GIVEN DATA:
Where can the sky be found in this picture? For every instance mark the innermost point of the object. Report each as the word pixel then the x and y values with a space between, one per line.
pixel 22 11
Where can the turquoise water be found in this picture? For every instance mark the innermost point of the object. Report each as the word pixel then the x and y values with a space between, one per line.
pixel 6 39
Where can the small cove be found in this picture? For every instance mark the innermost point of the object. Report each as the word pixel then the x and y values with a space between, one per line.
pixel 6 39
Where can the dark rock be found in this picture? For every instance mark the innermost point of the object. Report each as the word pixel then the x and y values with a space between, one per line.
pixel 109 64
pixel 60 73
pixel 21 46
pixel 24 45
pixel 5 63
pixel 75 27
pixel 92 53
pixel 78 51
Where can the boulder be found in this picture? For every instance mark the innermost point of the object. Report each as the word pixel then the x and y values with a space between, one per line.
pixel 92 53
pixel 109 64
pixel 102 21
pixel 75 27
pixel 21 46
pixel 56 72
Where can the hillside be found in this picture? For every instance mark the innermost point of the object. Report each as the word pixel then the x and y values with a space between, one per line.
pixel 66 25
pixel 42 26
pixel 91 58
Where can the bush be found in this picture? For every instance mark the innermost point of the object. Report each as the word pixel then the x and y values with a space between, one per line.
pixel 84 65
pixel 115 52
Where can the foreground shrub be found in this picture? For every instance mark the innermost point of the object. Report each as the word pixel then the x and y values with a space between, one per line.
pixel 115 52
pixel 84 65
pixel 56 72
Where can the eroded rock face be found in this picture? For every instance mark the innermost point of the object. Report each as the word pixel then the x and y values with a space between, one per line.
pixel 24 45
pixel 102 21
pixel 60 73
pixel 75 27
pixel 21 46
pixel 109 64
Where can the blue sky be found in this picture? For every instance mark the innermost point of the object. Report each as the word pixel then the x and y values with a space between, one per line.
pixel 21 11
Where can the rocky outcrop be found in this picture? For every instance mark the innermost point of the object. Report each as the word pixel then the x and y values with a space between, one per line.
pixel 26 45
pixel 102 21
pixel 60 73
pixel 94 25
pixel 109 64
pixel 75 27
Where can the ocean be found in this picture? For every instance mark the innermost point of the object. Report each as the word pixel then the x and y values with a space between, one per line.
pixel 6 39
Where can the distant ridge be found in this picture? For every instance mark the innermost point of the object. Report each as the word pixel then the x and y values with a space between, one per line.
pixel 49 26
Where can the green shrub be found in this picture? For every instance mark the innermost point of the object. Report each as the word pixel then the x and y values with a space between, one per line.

PROMPT:
Write out every line of the material again, exactly as it reads.

RESULT OF THE TASK:
Where can the sky be found in this picture? For every instance mark the innermost point of the object. Report each as the word pixel then the x and y values with a space between, one per line.
pixel 22 11
Where can the turquoise water be found in this picture? For every instance mark the innermost point of the object. Report each as the word pixel then the x and y values with a space between, one per line.
pixel 6 39
Where can the small cove be found in this picture? For every instance mark the innermost point of the object. Report each as the word pixel then the x and y values with a space between, one per line.
pixel 6 39
Where can the dark rock be found in this picture? For every instance mark the innermost point of the object. Report each as the word pixel then the x and y values with a space between, one per line.
pixel 109 64
pixel 60 73
pixel 21 46
pixel 24 45
pixel 5 63
pixel 75 27
pixel 92 53
pixel 78 51
Where can the boulder be found in this picture? For every instance mark the innermost point of the object. Report each as the word pixel then the x and y values with a space between, one per line.
pixel 92 53
pixel 109 64
pixel 102 21
pixel 75 27
pixel 21 46
pixel 56 72
Where can the hillside be found in this picture? For every instance mark the innermost point of the object. Report each as the word pixel then the x and y values with a space between, one per line.
pixel 66 25
pixel 42 26
pixel 91 58
Where can the bush be found in this picture? For every instance mark the innermost point of the object. Report each as the word pixel then the x and y values with a space between, one per line.
pixel 84 65
pixel 115 52
Where can the foreground shrub be found in this picture? For every instance mark the innermost point of the object. Report each as the word pixel then the x and y values with a space between, one per line.
pixel 115 52
pixel 84 65
pixel 56 72
Where can the eroded rock face be found in this picture? For every instance mark the innermost point of the object. Report each as the word pixel then the x and y values with a space between, one per line.
pixel 24 45
pixel 102 21
pixel 60 73
pixel 75 27
pixel 21 46
pixel 109 64
Where can the blue sky be found in this picture? For every instance mark the innermost point of the object. Report each as the word pixel then the x and y values with a space between, one per line.
pixel 21 11
Where can the rocky outcrop be found in this picture? For every instance mark the innermost point of the object. Report each as the word pixel then the x and y values with a space between, one per line.
pixel 26 45
pixel 102 21
pixel 60 73
pixel 94 25
pixel 109 64
pixel 75 27
Where can the ocean be found in this picture? For every instance mark the innermost point of the object. Report each as the word pixel then the x and y values with a space between, one per line.
pixel 6 39
Where can the distant ridge be found in this picture? For every instance mark the innermost point of the object. Report each as the word pixel then the x and y values with a space between, one per line.
pixel 49 26
Where can the green shrub be found in this picture? For every instance mark the innermost point of the object. Report each as the word pixel then the x and y values with a space between, one per line.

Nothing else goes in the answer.